Please copy the blog post about buying camera gear word for word, starting at "After a long" and ending at "I am anyway.".

* Extracted text:
## BEGIN

After a long hiatus since my Mardi Gras smoking to let the weather clear out, its back to the grind again. I have been on a real tear lately, buying up camera gear like a fiend, a hoarding fiend. But now that I have bought up every reasonably-priced used Nikon and lens, I can return to being myself and saving money like some kind of old age pensioner. Since that is essentially what I am anyway.
I had been wasting a lot of time and effort and cash buying high-end Point & Shoot cameras, because I didn't want the expense and hassle of a Digital Single Lens Reflex camera. I can see now just how prescient that was, I was VERY smart to have stayed away, at least for as long as my little moat and battlements held. That effort ended officially on or about February 20th. I began selling point and shoots and buying up SLR bodies. It started innocently enough, I wanted a decent OLD body for me, and maybe one for my sister. On top of that, just a normal lens for both bodies. END OF ASSIGNMENT.

## END

* Entries provided:

## BEGIN

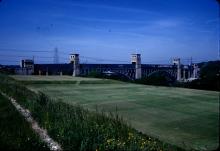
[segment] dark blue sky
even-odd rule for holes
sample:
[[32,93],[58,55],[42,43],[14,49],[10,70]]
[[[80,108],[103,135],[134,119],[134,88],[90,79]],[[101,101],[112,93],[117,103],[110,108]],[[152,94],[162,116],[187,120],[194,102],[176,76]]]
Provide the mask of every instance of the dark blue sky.
[[82,63],[129,63],[131,53],[141,53],[144,63],[216,60],[218,5],[215,0],[1,1],[0,64],[33,55],[37,63],[52,63],[55,47],[60,62],[68,62],[69,53],[79,53]]

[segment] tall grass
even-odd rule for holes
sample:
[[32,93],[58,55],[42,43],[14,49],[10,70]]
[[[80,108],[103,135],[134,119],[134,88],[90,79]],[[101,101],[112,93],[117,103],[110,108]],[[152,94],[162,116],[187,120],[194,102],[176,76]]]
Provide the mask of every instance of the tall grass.
[[54,101],[5,75],[0,75],[0,79],[1,91],[28,108],[64,150],[181,150],[139,133],[117,114],[91,112]]
[[49,150],[31,125],[0,94],[0,150]]

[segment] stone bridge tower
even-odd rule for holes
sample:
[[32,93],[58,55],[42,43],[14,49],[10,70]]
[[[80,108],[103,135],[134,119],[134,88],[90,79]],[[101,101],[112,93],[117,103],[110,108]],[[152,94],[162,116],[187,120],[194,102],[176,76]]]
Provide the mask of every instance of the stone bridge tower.
[[70,63],[73,65],[73,76],[78,76],[80,74],[79,54],[70,54]]
[[135,65],[135,79],[141,79],[141,54],[132,54],[131,63]]
[[173,59],[173,64],[177,66],[177,81],[181,81],[181,63],[180,63],[180,58],[175,58]]

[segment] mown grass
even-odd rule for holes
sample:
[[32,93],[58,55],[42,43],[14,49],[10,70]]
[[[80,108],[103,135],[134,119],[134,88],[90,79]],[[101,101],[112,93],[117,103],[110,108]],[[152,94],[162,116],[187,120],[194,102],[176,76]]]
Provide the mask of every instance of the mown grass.
[[49,150],[24,117],[1,94],[0,150]]
[[[84,79],[85,80],[85,79]],[[131,83],[30,84],[65,103],[118,114],[139,131],[185,149],[219,146],[218,92]]]
[[91,112],[54,101],[6,76],[0,78],[1,91],[28,108],[64,150],[181,150],[138,132],[118,114]]

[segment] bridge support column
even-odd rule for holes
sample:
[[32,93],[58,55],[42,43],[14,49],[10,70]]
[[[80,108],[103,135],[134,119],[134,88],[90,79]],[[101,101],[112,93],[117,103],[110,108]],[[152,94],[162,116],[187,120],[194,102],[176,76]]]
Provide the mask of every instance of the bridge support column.
[[135,65],[135,79],[141,79],[141,54],[132,54],[131,63]]
[[73,76],[79,76],[79,54],[70,54],[70,63],[73,64]]
[[180,58],[176,58],[173,60],[173,64],[177,66],[177,81],[181,81],[181,64],[180,64]]

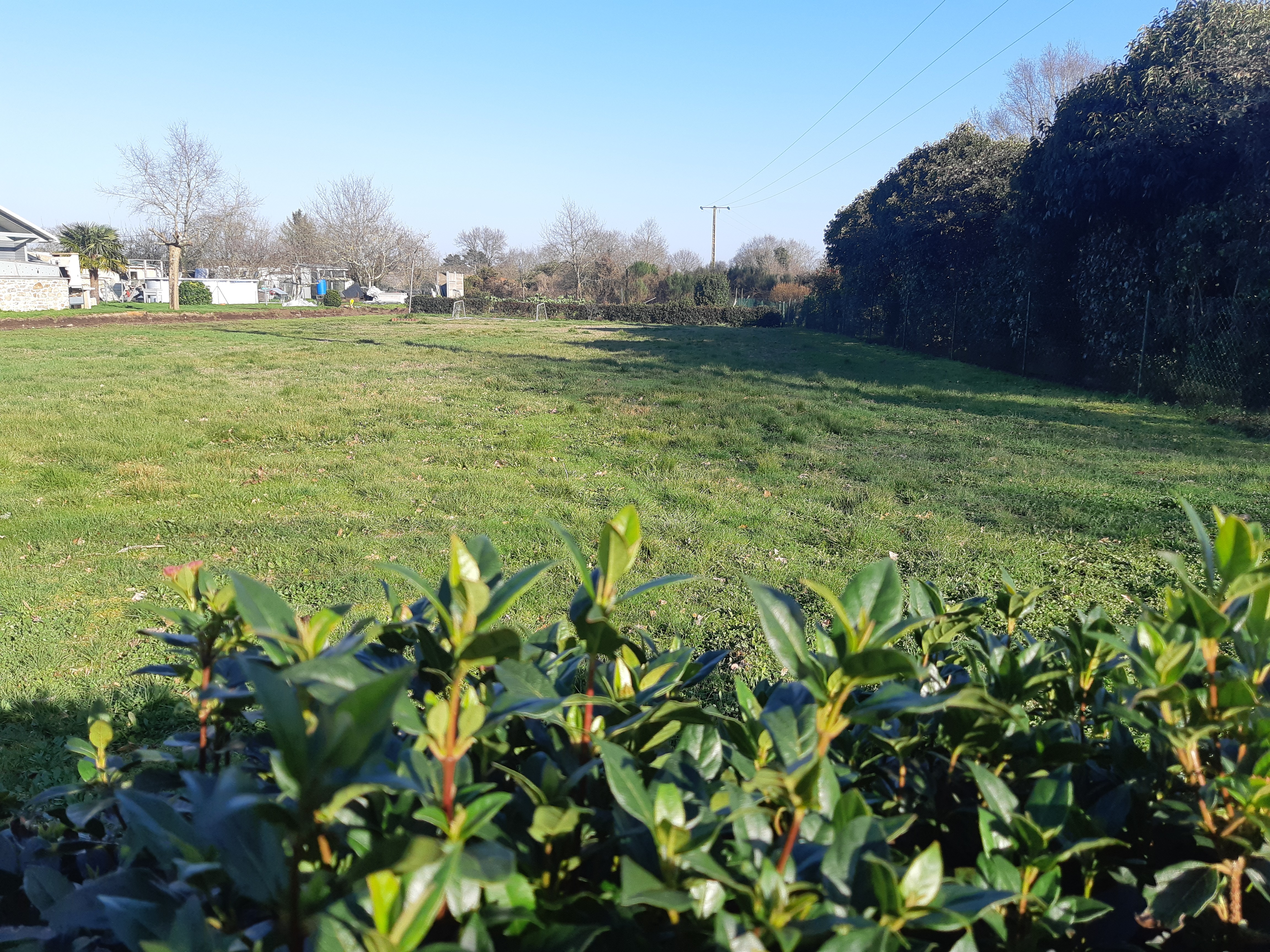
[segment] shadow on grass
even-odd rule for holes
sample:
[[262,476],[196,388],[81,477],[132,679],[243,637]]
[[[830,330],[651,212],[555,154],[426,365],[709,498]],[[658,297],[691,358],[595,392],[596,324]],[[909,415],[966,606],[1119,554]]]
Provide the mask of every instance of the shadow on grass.
[[185,702],[163,682],[147,678],[133,691],[110,698],[19,698],[0,704],[0,787],[10,797],[27,801],[62,783],[79,781],[77,754],[66,749],[70,737],[86,737],[90,716],[110,713],[112,753],[137,746],[161,746],[194,720]]
[[[707,343],[698,339],[702,331],[715,336],[709,343],[716,344],[716,348],[709,354],[698,349],[702,343]],[[765,335],[767,339],[761,341],[762,347],[745,348],[751,341],[743,340],[740,335],[753,334]],[[721,335],[735,335],[729,341],[733,347],[719,348],[718,344],[723,343],[719,340]],[[791,336],[780,340],[777,335]],[[601,363],[607,363],[618,354],[636,353],[679,369],[690,367],[701,369],[701,358],[707,357],[711,367],[725,368],[733,373],[757,371],[765,374],[775,372],[781,376],[801,376],[805,383],[790,386],[815,392],[823,392],[824,382],[815,380],[823,374],[829,380],[841,381],[842,385],[860,383],[883,388],[880,392],[870,393],[869,397],[876,404],[893,406],[947,407],[979,416],[1017,416],[1059,425],[1083,424],[1113,429],[1123,429],[1126,424],[1142,428],[1168,426],[1172,433],[1181,432],[1184,435],[1205,438],[1217,435],[1219,432],[1215,429],[1217,424],[1223,429],[1233,429],[1223,421],[1210,424],[1189,414],[1168,413],[1165,407],[1146,400],[1124,401],[1111,393],[1082,391],[947,358],[787,329],[659,327],[655,336],[636,336],[635,333],[630,333],[621,339],[564,343],[605,353],[606,357]],[[809,355],[809,350],[814,353]],[[892,388],[898,392],[885,392]],[[975,388],[991,388],[992,392],[968,392]],[[1116,413],[1097,404],[1120,404],[1125,411]],[[1247,438],[1247,434],[1240,435]]]

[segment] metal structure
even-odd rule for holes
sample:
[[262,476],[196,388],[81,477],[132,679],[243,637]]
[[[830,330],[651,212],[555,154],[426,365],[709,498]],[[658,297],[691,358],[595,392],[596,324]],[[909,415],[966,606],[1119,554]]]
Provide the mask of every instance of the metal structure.
[[710,267],[714,268],[714,244],[715,236],[719,234],[719,209],[730,211],[730,204],[704,204],[701,211],[706,208],[710,209]]

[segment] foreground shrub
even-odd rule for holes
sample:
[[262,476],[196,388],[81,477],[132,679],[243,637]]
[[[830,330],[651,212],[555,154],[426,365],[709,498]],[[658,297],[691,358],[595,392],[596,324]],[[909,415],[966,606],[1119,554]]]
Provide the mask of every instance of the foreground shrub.
[[183,305],[210,305],[212,289],[201,281],[183,281],[177,286],[177,300]]
[[[641,532],[596,555],[528,636],[505,619],[551,562],[505,574],[451,539],[432,584],[384,565],[387,614],[298,617],[271,589],[168,569],[197,729],[112,753],[0,834],[14,947],[1227,949],[1270,919],[1270,565],[1215,512],[1198,572],[1115,626],[1045,638],[1008,576],[950,602],[894,561],[827,621],[748,580],[791,680],[700,701],[695,656],[621,622]],[[403,598],[398,585],[422,594]],[[819,616],[822,609],[817,614]],[[267,731],[251,726],[263,718]],[[177,773],[173,768],[184,768]]]

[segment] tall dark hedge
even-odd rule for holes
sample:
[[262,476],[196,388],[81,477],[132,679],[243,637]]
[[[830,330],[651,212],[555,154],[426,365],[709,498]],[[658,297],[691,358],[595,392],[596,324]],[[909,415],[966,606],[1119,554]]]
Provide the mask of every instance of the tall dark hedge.
[[[1185,0],[1064,98],[1041,140],[961,126],[841,209],[805,314],[1011,369],[1026,334],[1030,372],[1124,385],[1149,289],[1156,353],[1184,355],[1205,302],[1237,300],[1241,363],[1260,366],[1267,221],[1270,4]],[[1264,390],[1247,369],[1246,401]]]

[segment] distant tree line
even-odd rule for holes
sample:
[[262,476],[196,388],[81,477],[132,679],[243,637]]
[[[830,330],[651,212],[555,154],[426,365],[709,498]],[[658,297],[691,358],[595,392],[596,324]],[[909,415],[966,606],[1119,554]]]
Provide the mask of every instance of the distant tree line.
[[[610,228],[591,209],[565,199],[542,227],[542,242],[509,246],[500,228],[478,226],[455,237],[457,251],[441,267],[467,275],[471,294],[498,298],[540,297],[596,303],[706,303],[729,306],[742,298],[779,301],[777,287],[795,288],[820,267],[820,255],[794,239],[749,239],[711,269],[687,249],[673,254],[654,218],[634,231]],[[776,292],[776,297],[773,297]]]
[[[1179,347],[1205,301],[1265,315],[1270,5],[1185,0],[1123,61],[1069,46],[1010,79],[834,215],[809,325],[1109,383],[1137,366],[1148,291]],[[1245,325],[1245,364],[1265,331]]]

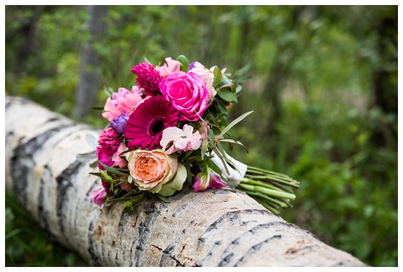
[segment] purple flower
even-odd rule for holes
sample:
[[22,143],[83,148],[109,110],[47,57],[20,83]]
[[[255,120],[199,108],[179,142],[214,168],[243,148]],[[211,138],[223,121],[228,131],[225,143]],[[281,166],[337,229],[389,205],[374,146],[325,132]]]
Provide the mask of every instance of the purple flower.
[[127,124],[127,120],[128,120],[129,115],[127,113],[123,113],[110,121],[109,124],[111,127],[117,133],[123,134],[126,130],[126,124]]
[[221,180],[220,175],[209,168],[207,172],[202,172],[194,176],[192,187],[197,193],[207,188],[221,189],[226,186],[227,184]]
[[156,96],[161,94],[158,84],[162,80],[162,77],[158,71],[154,69],[153,64],[148,64],[146,61],[139,63],[130,70],[137,75],[137,84],[144,89],[148,95]]

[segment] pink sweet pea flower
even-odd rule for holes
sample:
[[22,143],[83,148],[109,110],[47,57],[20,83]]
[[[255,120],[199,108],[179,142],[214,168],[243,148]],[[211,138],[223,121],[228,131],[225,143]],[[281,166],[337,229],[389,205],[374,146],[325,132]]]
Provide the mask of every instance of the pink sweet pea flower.
[[191,126],[184,125],[183,130],[176,127],[171,127],[163,131],[160,144],[165,150],[171,142],[173,142],[172,146],[165,152],[168,154],[176,151],[195,150],[202,145],[200,137],[198,131],[193,133]]
[[119,88],[117,93],[113,93],[112,98],[108,98],[105,104],[102,116],[109,122],[122,114],[130,114],[143,100],[142,92],[136,86],[131,87],[131,92],[125,88]]
[[[155,66],[155,69],[158,71],[160,75],[165,78],[167,75],[177,71],[180,71],[180,62],[172,59],[172,58],[165,58],[166,63],[161,67]],[[167,66],[167,64],[168,65]]]
[[197,193],[207,188],[221,189],[226,186],[227,184],[221,180],[220,175],[209,168],[206,172],[199,173],[194,176],[192,187]]

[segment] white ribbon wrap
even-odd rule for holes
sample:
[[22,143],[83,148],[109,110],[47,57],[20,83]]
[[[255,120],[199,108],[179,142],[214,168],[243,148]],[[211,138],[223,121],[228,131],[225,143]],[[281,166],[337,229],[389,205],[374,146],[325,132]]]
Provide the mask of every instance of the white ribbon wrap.
[[225,164],[227,164],[227,168],[228,169],[228,171],[230,173],[230,174],[229,175],[227,172],[227,170],[225,170],[225,167],[223,164],[222,161],[220,159],[220,158],[218,157],[218,156],[216,155],[216,153],[214,152],[214,151],[212,151],[211,152],[211,154],[214,155],[214,157],[212,158],[211,160],[214,161],[216,164],[217,164],[219,168],[220,168],[220,169],[221,170],[221,171],[223,172],[223,175],[226,177],[228,180],[228,185],[231,186],[233,188],[235,188],[237,186],[239,185],[239,184],[241,183],[241,180],[243,177],[245,176],[245,174],[246,173],[246,170],[248,168],[248,166],[246,164],[242,163],[240,161],[237,161],[227,154],[227,153],[225,154],[227,155],[227,157],[228,157],[230,160],[234,163],[236,167],[239,170],[239,172],[241,173],[240,174],[236,170],[232,169],[231,166],[229,166],[228,163],[226,161],[224,161]]

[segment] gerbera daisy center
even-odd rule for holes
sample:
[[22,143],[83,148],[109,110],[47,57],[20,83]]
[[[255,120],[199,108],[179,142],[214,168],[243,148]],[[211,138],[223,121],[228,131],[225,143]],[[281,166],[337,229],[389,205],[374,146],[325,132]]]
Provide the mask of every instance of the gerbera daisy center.
[[161,132],[164,129],[165,119],[162,116],[158,116],[153,119],[148,127],[149,134],[154,136]]

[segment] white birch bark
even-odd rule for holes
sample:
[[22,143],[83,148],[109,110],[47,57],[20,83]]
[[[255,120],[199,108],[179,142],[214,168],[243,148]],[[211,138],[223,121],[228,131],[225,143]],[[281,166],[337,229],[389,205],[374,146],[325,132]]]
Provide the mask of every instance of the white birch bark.
[[[227,188],[148,199],[130,214],[87,199],[100,180],[85,140],[100,131],[27,100],[6,98],[6,184],[65,247],[95,266],[365,266]],[[186,186],[184,186],[186,187]]]

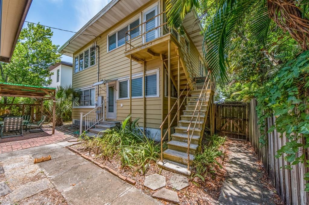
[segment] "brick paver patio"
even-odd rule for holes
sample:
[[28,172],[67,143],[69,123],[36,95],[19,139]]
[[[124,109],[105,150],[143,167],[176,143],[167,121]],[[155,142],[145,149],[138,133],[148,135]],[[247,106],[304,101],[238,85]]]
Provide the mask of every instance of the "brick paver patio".
[[0,154],[19,150],[35,147],[65,141],[72,136],[65,135],[57,130],[51,134],[51,128],[43,128],[44,132],[29,133],[24,132],[23,136],[0,139]]

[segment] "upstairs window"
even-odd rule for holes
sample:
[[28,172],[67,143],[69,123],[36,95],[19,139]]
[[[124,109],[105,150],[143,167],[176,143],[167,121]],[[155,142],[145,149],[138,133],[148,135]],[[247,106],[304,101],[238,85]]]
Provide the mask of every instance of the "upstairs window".
[[57,82],[59,82],[59,77],[60,77],[60,68],[57,69]]
[[187,38],[184,38],[184,50],[186,52],[186,53],[189,54],[189,48],[190,48],[190,43],[189,43],[189,40],[187,39]]
[[129,36],[126,37],[125,33],[130,29],[133,29],[129,32],[131,35],[131,38],[133,38],[138,36],[140,34],[139,18],[135,20],[131,23],[123,28],[114,33],[108,36],[108,51],[125,45],[125,42],[130,38]]
[[74,73],[95,64],[95,47],[91,46],[74,58]]
[[205,69],[204,69],[204,65],[203,63],[202,60],[200,59],[199,59],[198,61],[199,70],[200,71],[200,75],[202,77],[205,75],[205,74],[204,74]]

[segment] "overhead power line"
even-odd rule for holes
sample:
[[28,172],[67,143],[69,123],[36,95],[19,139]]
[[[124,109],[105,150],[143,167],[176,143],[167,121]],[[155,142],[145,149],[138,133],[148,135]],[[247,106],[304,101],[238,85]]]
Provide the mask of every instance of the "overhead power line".
[[28,21],[25,21],[25,22],[27,22],[27,23],[33,23],[34,24],[36,24],[36,25],[40,25],[42,26],[45,26],[45,27],[48,27],[50,28],[53,29],[57,29],[58,30],[60,30],[63,31],[67,31],[68,32],[70,32],[71,33],[74,33],[75,34],[81,34],[82,35],[84,35],[85,36],[94,36],[96,38],[96,36],[93,35],[91,35],[91,34],[83,34],[81,33],[79,33],[78,32],[75,32],[75,31],[72,31],[70,30],[65,30],[64,29],[61,29],[58,28],[55,28],[54,27],[52,27],[51,26],[45,26],[44,25],[42,25],[42,24],[39,24],[38,23],[33,23],[33,22],[30,22]]

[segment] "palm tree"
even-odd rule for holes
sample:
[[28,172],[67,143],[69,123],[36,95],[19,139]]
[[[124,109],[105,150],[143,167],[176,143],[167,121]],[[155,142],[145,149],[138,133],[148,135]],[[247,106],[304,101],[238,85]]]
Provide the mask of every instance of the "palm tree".
[[[72,106],[79,100],[80,90],[73,88],[71,85],[58,86],[56,93],[56,126],[63,124],[64,118],[70,119]],[[52,116],[53,102],[46,101],[44,105],[44,111],[50,117]]]
[[200,19],[215,8],[212,21],[204,32],[204,51],[207,67],[223,83],[227,80],[228,48],[237,26],[250,22],[251,35],[265,44],[274,24],[288,32],[303,50],[309,48],[308,0],[167,0],[169,26],[183,34],[182,22],[195,8]]

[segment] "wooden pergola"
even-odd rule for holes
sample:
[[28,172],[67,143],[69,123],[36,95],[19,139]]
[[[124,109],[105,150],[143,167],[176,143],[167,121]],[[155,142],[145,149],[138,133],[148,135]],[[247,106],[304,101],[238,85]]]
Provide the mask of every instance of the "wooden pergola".
[[[40,101],[41,116],[43,111],[43,102],[44,101],[52,99],[53,102],[53,134],[55,134],[56,89],[56,88],[53,88],[0,82],[0,96],[30,98],[37,99]],[[9,104],[7,105],[10,105]],[[22,104],[14,105],[23,105]]]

## END

* Output of the exercise:
After a long hiatus since my Mardi Gras smoking to let the weather clear out, its back to the grind again. I have been on a real tear lately, buying up camera gear like a fiend, a hoarding fiend. But now that I have bought up every reasonably-priced used Nikon and lens, I can return to being myself and saving money like some kind of old age pensioner. Since that is essentially what I am anyway.